_BRANO PROPOSTO_
....
In quest’uomo sfacciato e potente, riecheggia un po’ di un altro politico che ha affascinato l’autore napoletano, Silvio Berlusconi. Fatte le dovute differenze – Andreotti è ancora il Divo, mentre B. è protagonista di Loro 1 e Loro 2 -, soprattutto caratteriali – il primo è silenzioso, ombroso, figlio di un’altra politica, il secondo circense, istrionico, un venditore di sogni -, c’è un filo rosso tra questo divo e il caimano. In entrambi emerge la struggente malinconia e la solitudine dolorosa di chi sta per cadere o è già caduto che Sorrentino ama cogliere nei suoi fantocci. La solitudine non è però quella degli outsider, dei disgraziati ma di chi è o ha rappresentato un gruppo, un partito, una Nazione in tutto il mondo, la solitudine di chi ha degli enormi scheletri nell’armadio ma nonostante questo finge di non averli. Sta qui, in questa sottile linea di demarcazione lungo la quale vivono tra colpevolezza e persecuzione, un altro punto in comune tra i Giulio e Silvio: sui due uomini grava l’ombra della mafia che prima è sodale ma poi diventa nemica, pesano colpe diverse ma non per questo meno gravi. Andreotti nel film di Sorrentino ammette di aver compiuto tutto ciò di cui è imputato ma lo fa con quell’atteggiamento messianico che ha in ogni sequenza della pellicola:

Confesso: è stata anche per mia colpa, per mia colpa, per mia grandissima colpa. Questo dico anche se non serve.  Roberto, Michele, Giorgio, Carlo Alberto, Giovanni, Mino, il caro Aldo, per vocazione o per necessità ma tutti irriducibili amanti della verità. Tutte bombe pronte ad esplodere che sono state disinnescate col silenzio finale. Tutti a pensare che la verità sia una cosa giusta, e invece è la fine del mondo, e noi non possiamo consentire la fine del mondo in nome di una cosa giusta. Abbiamo un mandato, noi. Un mandato divino. Bisogna amare così tanto Dio per capire quanto sia necessario il male per avere il bene. Questo Dio lo sa e lo so anch’io.
....
_DATI DELL'ESERCIZIO_
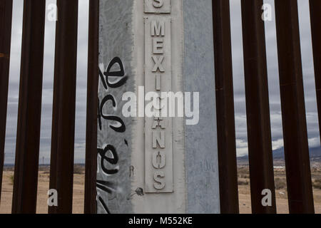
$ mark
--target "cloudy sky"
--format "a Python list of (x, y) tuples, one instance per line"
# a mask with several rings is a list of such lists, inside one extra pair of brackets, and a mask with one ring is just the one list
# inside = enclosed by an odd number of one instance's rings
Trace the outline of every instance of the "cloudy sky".
[[(47, 5), (55, 3), (47, 0)], [(266, 45), (271, 113), (271, 128), (273, 150), (283, 146), (280, 87), (278, 79), (277, 53), (276, 47), (274, 1), (265, 0), (273, 9), (272, 21), (266, 21)], [(301, 50), (307, 113), (309, 146), (320, 146), (317, 113), (315, 86), (312, 53), (311, 31), (308, 1), (298, 0), (301, 35)], [(248, 153), (244, 68), (243, 61), (242, 21), (240, 0), (230, 0), (232, 47), (233, 60), (235, 110), (238, 155)], [(79, 0), (79, 26), (78, 38), (77, 94), (76, 110), (75, 162), (83, 162), (85, 159), (86, 104), (88, 41), (88, 0)], [(11, 60), (10, 65), (8, 118), (6, 137), (5, 162), (14, 162), (16, 135), (20, 58), (22, 35), (23, 1), (14, 0), (11, 38)], [(47, 13), (49, 11), (47, 11)], [(55, 44), (55, 22), (46, 21), (44, 86), (42, 95), (42, 117), (40, 142), (40, 160), (48, 163), (50, 158), (51, 115), (53, 101), (54, 61)]]

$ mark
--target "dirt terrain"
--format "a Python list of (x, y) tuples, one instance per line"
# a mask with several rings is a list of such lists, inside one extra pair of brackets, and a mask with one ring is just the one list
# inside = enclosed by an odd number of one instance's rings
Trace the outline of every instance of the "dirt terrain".
[[(83, 213), (84, 195), (84, 170), (82, 167), (76, 167), (73, 181), (73, 213)], [(12, 169), (6, 169), (4, 172), (2, 185), (2, 195), (0, 205), (0, 214), (11, 213), (14, 172)], [(315, 212), (321, 214), (321, 170), (320, 167), (312, 169), (313, 182), (313, 193)], [(276, 187), (276, 199), (277, 213), (289, 212), (287, 206), (287, 194), (284, 168), (275, 169)], [(240, 212), (241, 214), (251, 213), (250, 194), (250, 179), (248, 167), (242, 166), (238, 168)], [(49, 188), (49, 172), (48, 168), (41, 168), (39, 175), (37, 213), (46, 214), (47, 191)]]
....
_ESERCIZIO A_
Nel brano su Andreotti e Berlusconi, di quali film di Sorrentino è protagonista B.?
_ESERCIZIO B_
Riscrivi il tratto dell'elenco che va dal suo inizio fino alla riga contenente "101), (54, 61)]]", sostituendo "cloudy sky" con "overcast sky" e lasciando invariato tutto il resto. Ometti le immagini.
Il brano e l'elenco non hanno alcun legame tra loro.

_SOLUZIONE A_
Di Loro 1 e Loro 2.

_SOLUZIONE B_
$ mark
--target "overcast sky"
--format "a Python list of (x, y) tuples, one instance per line"
# a mask with several rings is a list of such lists, inside one extra pair of brackets, and a mask with one ring is just the one list
# inside = enclosed by an odd number of one instance's rings
Trace the outline of every instance of the "overcast sky".
[[(47, 5), (55, 3), (47, 0)], [(266, 45), (271, 113), (271, 128), (273, 150), (283, 146), (280, 87), (278, 79), (277, 53), (276, 47), (274, 1), (265, 0), (273, 9), (272, 21), (266, 21)], [(301, 50), (307, 113), (309, 146), (320, 146), (317, 113), (315, 86), (312, 53), (311, 31), (308, 1), (298, 0), (301, 35)], [(248, 153), (244, 68), (243, 61), (242, 21), (240, 0), (230, 0), (232, 47), (233, 60), (235, 110), (238, 155)], [(79, 0), (79, 26), (78, 38), (77, 94), (76, 110), (75, 162), (83, 162), (85, 159), (86, 104), (88, 41), (88, 0)], [(11, 60), (10, 65), (8, 118), (6, 137), (5, 162), (14, 162), (16, 135), (20, 58), (22, 35), (23, 1), (14, 0), (11, 38)], [(47, 13), (49, 11), (47, 11)], [(55, 44), (55, 22), (46, 21), (44, 86), (42, 95), (42, 117), (40, 142), (40, 160), (48, 163), (50, 158), (51, 115), (53, 101), (54, 61)]]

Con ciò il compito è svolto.